───── Source text

Published: March 19, 2014
Audience:
All
Tags:
AI/AN
  • A person does not lose eligibility for IHS services if they sign up for Medicaid, Medicare, plans purchased on an Exchange or other health coverage and may continue to use their Tribal or IHS clinic if they choose.  An individual using such clinic should inform the clinic that they have insurance so that such clinics can receive payment for services they provide.
  • Current IHS eligibility guidelines do not require individuals to sign up for Medicaid or to enroll in a Marketplace plan in order to be eligible for IHS direct care.  The eligibility guidelines for contract health services (CHS) do require individuals to sign up for alternate resources if they are eligible for them before contract health service funds can be used.  However, CHS does not require people to pay insurance premiums in order to acquire alternate resources.
  • If a person receives services that are not included in the ten Essential Health Benefits (EHBs), they have to pay cost sharing unless CHS issues an authorization to pay for those services.

──────────
───── Listed entries

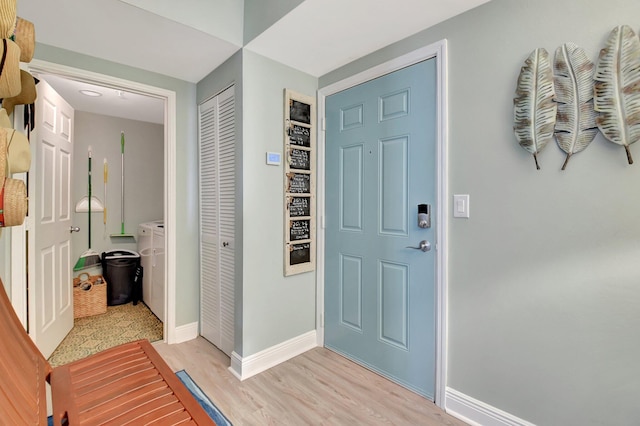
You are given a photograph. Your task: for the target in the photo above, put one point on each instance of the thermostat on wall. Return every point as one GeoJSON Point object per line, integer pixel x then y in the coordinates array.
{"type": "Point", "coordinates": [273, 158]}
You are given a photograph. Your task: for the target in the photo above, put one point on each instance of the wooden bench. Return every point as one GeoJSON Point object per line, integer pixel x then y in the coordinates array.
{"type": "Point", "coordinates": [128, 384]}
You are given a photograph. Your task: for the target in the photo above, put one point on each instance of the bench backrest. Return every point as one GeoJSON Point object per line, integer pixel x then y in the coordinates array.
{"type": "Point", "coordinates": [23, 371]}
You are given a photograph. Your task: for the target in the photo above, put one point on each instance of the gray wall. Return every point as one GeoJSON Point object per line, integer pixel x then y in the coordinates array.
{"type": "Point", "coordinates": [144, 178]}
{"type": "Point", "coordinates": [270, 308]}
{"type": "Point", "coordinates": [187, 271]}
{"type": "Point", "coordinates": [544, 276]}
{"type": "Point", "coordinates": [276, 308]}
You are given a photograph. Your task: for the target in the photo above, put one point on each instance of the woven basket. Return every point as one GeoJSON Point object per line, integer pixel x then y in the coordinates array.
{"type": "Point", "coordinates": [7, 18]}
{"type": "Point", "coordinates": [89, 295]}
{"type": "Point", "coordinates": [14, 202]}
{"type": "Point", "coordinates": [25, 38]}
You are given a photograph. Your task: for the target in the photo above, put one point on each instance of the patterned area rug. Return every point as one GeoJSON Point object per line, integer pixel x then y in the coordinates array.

──────────

> [About this task] Reproduce the part of the IHS eligibility notice that begins at the words "Published: March 19, 2014" and stops after "services they provide.", swapping "Exchange" for "Marketplace".

> [Output of the exercise]
Published: March 19, 2014
Audience:
All
Tags:
AI/AN
  • A person does not lose eligibility for IHS services if they sign up for Medicaid, Medicare, plans purchased on an Marketplace or other health coverage and may continue to use their Tribal or IHS clinic if they choose.  An individual using such clinic should inform the clinic that they have insurance so that such clinics can receive payment for services they provide.